> **Activity**
Leave out the images and transcribe the entries below word for word.

> **Supplied material**
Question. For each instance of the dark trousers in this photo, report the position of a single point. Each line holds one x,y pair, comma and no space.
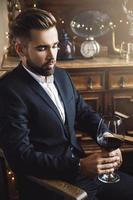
96,190
122,190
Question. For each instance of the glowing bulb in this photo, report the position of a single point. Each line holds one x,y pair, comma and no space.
78,26
16,5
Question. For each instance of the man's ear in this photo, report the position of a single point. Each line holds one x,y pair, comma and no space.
20,49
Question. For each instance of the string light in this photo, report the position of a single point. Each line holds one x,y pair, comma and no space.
34,4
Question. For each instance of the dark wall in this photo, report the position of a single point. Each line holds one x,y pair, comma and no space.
67,9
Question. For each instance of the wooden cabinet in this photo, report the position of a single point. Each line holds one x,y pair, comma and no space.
104,83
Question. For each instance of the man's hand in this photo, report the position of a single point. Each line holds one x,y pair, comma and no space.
100,163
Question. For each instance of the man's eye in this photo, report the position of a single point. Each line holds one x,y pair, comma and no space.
56,46
41,48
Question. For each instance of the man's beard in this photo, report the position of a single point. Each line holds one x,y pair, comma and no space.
40,70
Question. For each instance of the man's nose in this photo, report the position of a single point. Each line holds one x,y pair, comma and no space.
50,53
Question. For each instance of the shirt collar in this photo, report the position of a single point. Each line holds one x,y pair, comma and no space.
40,78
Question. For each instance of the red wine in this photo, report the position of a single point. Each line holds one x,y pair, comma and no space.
110,143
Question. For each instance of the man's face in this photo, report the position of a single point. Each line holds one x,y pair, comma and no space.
41,51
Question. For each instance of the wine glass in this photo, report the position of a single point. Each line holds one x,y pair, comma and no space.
110,143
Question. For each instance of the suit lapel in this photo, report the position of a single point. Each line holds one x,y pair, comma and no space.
32,83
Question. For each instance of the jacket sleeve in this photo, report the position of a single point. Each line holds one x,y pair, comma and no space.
15,141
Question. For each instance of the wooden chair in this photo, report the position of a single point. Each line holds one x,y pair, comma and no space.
7,186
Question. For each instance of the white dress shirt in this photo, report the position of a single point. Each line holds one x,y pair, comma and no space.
47,83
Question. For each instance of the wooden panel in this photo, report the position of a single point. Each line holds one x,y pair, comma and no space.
123,102
95,100
89,81
121,79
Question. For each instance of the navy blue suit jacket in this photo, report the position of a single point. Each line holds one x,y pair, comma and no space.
32,134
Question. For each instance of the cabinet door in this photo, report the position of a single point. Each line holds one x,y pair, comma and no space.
121,79
95,100
123,103
89,81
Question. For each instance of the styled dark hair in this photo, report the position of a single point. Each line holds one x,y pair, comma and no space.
32,18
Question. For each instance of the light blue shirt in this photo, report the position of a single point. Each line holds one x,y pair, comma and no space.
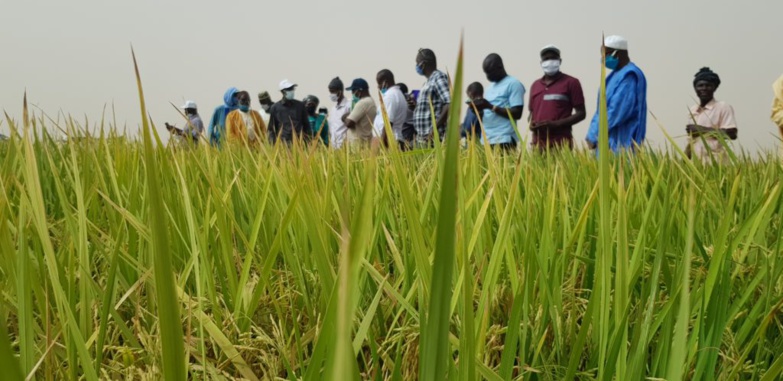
506,93
626,100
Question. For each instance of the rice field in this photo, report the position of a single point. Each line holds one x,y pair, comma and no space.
126,260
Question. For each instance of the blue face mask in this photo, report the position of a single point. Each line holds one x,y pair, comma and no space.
419,69
612,62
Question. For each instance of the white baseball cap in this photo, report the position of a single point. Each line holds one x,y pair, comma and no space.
286,84
616,42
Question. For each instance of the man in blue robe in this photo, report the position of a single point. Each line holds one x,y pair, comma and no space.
626,99
217,124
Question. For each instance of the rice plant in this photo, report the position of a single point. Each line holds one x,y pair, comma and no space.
124,259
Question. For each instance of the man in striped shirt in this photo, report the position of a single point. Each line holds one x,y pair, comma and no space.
436,92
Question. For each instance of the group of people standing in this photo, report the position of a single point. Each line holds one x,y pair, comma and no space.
416,118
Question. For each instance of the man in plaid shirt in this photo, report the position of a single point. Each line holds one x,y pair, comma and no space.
435,91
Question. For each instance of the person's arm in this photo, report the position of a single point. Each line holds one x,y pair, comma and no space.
577,97
214,134
592,133
273,125
199,129
622,106
354,116
260,125
443,92
307,131
516,100
777,113
232,126
777,104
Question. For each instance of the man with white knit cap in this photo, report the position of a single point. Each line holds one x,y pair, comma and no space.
626,99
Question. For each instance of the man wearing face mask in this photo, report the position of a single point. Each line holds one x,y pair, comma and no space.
318,123
244,125
396,109
435,91
626,99
471,125
342,106
556,104
359,122
288,118
504,100
194,127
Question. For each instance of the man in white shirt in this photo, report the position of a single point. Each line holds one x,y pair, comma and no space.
396,109
342,106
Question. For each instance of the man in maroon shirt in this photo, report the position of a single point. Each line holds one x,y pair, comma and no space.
556,104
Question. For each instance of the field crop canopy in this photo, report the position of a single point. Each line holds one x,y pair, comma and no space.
125,259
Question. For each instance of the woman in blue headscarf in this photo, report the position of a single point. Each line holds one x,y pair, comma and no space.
217,125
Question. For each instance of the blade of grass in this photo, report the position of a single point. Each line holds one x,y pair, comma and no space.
172,340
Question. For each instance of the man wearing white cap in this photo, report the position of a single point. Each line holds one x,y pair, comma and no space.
288,119
626,99
194,126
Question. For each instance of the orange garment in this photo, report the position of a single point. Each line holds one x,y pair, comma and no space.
237,129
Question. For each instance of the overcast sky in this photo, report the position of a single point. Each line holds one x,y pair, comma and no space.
74,56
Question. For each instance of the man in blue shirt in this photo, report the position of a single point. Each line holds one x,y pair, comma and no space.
626,99
504,100
471,125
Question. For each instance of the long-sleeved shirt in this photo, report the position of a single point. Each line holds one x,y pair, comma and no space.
471,126
286,118
626,100
245,127
777,104
716,115
195,126
217,124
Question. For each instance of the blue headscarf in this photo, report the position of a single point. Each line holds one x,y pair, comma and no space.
228,97
218,122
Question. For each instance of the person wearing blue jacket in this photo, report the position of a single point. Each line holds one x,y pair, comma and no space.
217,125
626,99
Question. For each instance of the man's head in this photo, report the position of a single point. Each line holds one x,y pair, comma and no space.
550,60
616,52
288,89
243,100
706,82
190,108
385,79
265,100
359,88
493,68
426,62
475,91
311,104
336,88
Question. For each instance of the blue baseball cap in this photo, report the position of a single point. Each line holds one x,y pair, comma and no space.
358,84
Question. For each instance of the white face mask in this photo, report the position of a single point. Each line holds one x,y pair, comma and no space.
551,67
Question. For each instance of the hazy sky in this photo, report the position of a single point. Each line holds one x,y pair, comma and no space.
74,56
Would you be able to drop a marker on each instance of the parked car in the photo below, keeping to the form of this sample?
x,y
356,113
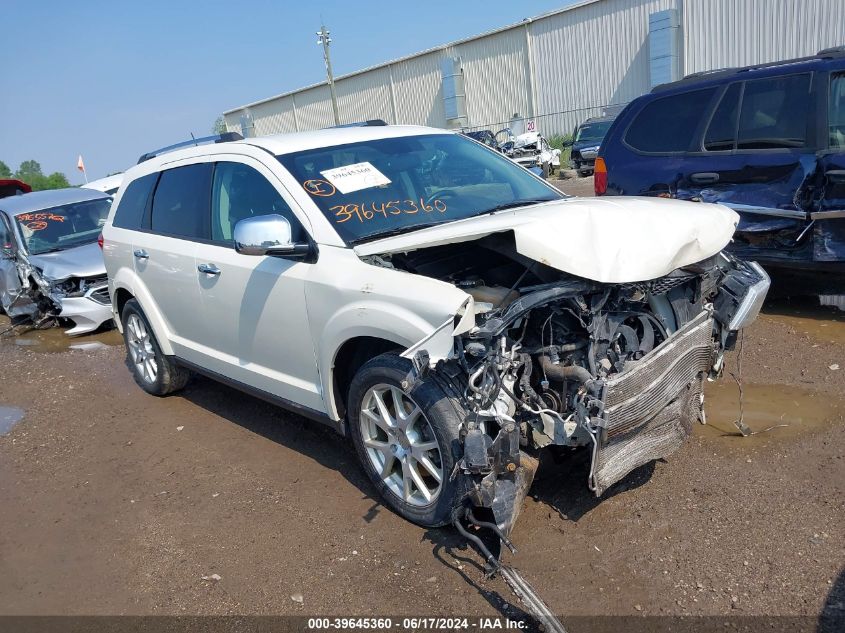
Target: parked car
x,y
767,141
586,140
13,187
419,292
51,266
109,184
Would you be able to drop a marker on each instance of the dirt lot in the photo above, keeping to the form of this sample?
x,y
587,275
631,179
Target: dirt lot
x,y
116,502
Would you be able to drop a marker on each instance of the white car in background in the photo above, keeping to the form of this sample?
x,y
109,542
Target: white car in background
x,y
109,184
449,311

> **Written response**
Question. For each instance of the dark trousers in this photo, report the position of a single point. Each line holds one x,y pair, comma and no space.
96,190
122,190
Question. For each instance of the glowing bulb in this photo, report the position of a single point. Each line holds one x,y pair, comma and no space.
78,26
16,5
Question. For each instance of the man's ear in this photo, report the position of a single point. Each line holds one x,y pair, comma and no space.
20,49
Question. For each instance of the string light in this photo, report the position of a single point. Each line holds one x,y pair, comma and no space.
34,4
Question. For each instance of the dark wall in this photo, report the position of a single point. Each line holds one x,y pair, comma and no space.
67,9
Question. For each instance of the wooden cabinet in this photo, report the position of a single point. Each line holds one x,y pair, comma and no space.
104,83
Question. For each instance of the man's hand in this photo, report the position of a single point. Each line holds one x,y pair, comma and no space.
100,163
Question. For each instance of the man's eye in this photo, report the position of a single point. Each line holds one x,y pair, comma and no space.
56,46
41,48
Question. For each instance of the man's beard in this photo, report the position of a single point. Each line holds one x,y pair, comma and no space.
40,70
Question. For each instance of the man's nose in this photo, report the position of a single point. Each line holds one x,y pair, comma and no space.
50,53
Question. For each instance of the shirt collar in this photo, report the position of a single point. Each line holds one x,y pair, comma and no space.
40,78
Question. For each instance of the red wine in this photo, report the position of a single point. Each line holds one x,y pair, comma and no space.
110,143
Question. For each instance of the man's face in this photo, report the position of a single point. Each line holds one x,y pair, comma and no space.
41,51
Question. For each instance of the wine glass in this photo, report the position of a single point. Each line holds one x,y pair, comma and no space.
110,143
Question. For each instance of the suit lapel in this photo, report the position of a single point. Each line holds one x,y pair, comma and no space.
32,83
Question. For each instance of the jacket sleeve in this photo, report the position of a single point. Each line holds one x,y pair, comma and no space.
15,141
Question. For each instance of the wooden chair in this photo, report the position of a single point. Each line holds one x,y pair, comma and no space.
7,186
Question. For each instance of the white dress shirt in this photo, report the position of a single point. Each line holds one x,y pair, comma and no space.
47,83
Question. For each instance of the wooden panel in this photo, report the position of a single point. Each line holds one x,y pair, comma and no space.
123,102
95,100
89,81
121,79
Question. For each instance of the navy blue suit jacket in this photo, report the position of a single point. Each line holds one x,y pair, comma and no space.
32,134
Question. For each instance of the cabinet door in this photo, report the position of a single point. Each line holds one x,y pair, comma and no space.
121,79
95,100
123,103
89,81
Question. For each instance of the styled dark hair in this photo, report the position of a single point. Each line holds one x,y pair, comma and no space.
32,18
Question. For each instance of the light blue shirt in this photo, report the position of a single point. Each line holds one x,y pair, comma and no space.
506,93
626,100
Question. For each instance of the rice field in this photo, report the position of a single point. Each line holds one x,y pair, comma and no space.
126,260
Question. For each instance of the blue face mask in this photo, report the position of a single point. Each line holds one x,y pair, comma and no space.
419,69
612,62
Question. For each instance of the white baseball cap in this photo, report the position of a single point. Each line holds one x,y pair, comma and no space.
286,84
616,42
Question. For each instance of the man in blue robe in this photo, report the position of a single point. Each line holds one x,y pair, comma and no space.
626,99
217,124
Question. For each instance of the rice plant in this photo, report the position of a single point. Each line holds one x,y pair, comma and no space.
124,259
Question. For each instance of the man in striped shirt in this photo, report the position of a single point. Each line holds one x,y pair, comma and no space.
436,92
Question. For each instance of the group of people standing in this photo, report the position of a single point. Each line holds one x,y pair, comma and no space.
416,118
Question. For each instance of the man in plaid shirt in this photo, report the position of a single point. Each line holds one x,y pair, comma and no space.
435,91
Question. For each instance of the person's arm in this photo, report the position of a single point. Each line holds one x,y pair, comma and no space.
577,97
214,134
592,133
273,125
199,129
622,106
354,116
260,125
443,92
307,131
516,100
777,113
232,126
777,104
Question. For each instance of the man with white knit cap in this photo, report the position of a single point. Each line holds one x,y pair, comma and no space.
626,99
Question. For each instance of the man wearing face mask in this photo, report the position of a single point. Each line holds one x,y pair, comma and no space.
318,123
244,125
396,109
435,91
626,99
471,125
342,106
556,104
359,122
288,118
504,100
194,127
Question. For each instance of the man in white shirt in this photo, report the position of a single point. Each line holds one x,y pair, comma and no space.
396,109
342,106
Question. For each instance of the man in maroon shirt in this photo, report the position of a single point. Each line holds one x,y pair, comma and no space.
556,104
Question. For each instance of the field crop canopy in this photo, report the position of a single point. Each line holds one x,y pair, comma and no space.
125,259
Question. For each instance of the woman in blue headscarf in this photo, report the position of a single point. Each line holds one x,y pair, comma and no space.
217,125
Question. For each instance of the blade of grass in this photo, report the position of a single point. Each line holds one x,y pair, comma and no space.
172,340
Question. For each instance of the man wearing white cap in this photo, report the position of a single point. Each line holds one x,y pair, comma and no space.
288,119
626,99
194,126
Question. For each instance of the orange garment in this photo, report the position of a single point. Each line holds one x,y pair, comma and no space.
237,129
Question. For each instance of the overcast sky in this photo, report the position of a single point. Each line holds one x,y pair, comma and no space.
74,56
Question. For each instance of the man in blue shirt in this photo, report the position of a single point. Each line holds one x,y pair, comma and no space.
626,99
504,100
471,125
Question. For each instance of the long-sleeved shirt in this photo, report the position of a single point. Each line holds one x,y pair, comma and no space.
471,126
286,118
626,100
245,127
777,104
716,115
195,126
217,124
Question. For each instance of the blue headscarf in this photo, report the position of a single point. Each line holds one x,y pair, comma and no space.
228,97
218,122
Question. For each instance of the person wearing blue jacket in this photo, report the position of a single point. Each line holds one x,y pair, comma and no space.
217,125
626,99
Question. For each instance of the man's head in this photo, report the position of a single point. Each line holds one x,y pair, comma and no space.
550,60
616,52
288,89
243,100
706,82
190,108
385,79
265,100
359,88
493,68
426,62
475,91
311,104
336,88
Question. For each instance of the blue baseball cap in this photo, report the position of a single point. Each line holds one x,y pair, comma and no space.
358,84
Question. For each instance of the white face mask in this photo, report the position of a single point. Each line holds one x,y pair, comma and no space.
551,67
Question. For each instance of the hazy sky in this photo, report the position of a single point. Each line holds one x,y pair, comma and no space.
74,56
Would you be able to drop a marker on each instance of the parked car in the photo below, keeping to the form of this sample?
x,y
356,113
Target: parked car
x,y
767,141
586,140
13,187
419,292
51,266
109,184
Would you be able to drop a marker on each instance of the dirt lot in the photo above, keeping to the form of this sample?
x,y
587,275
631,179
Target: dirt lot
x,y
116,502
Would you be able to drop a marker on each instance of the white car in background in the photo above, keeping to the form of this sample?
x,y
109,542
Target: white car in background
x,y
109,184
449,311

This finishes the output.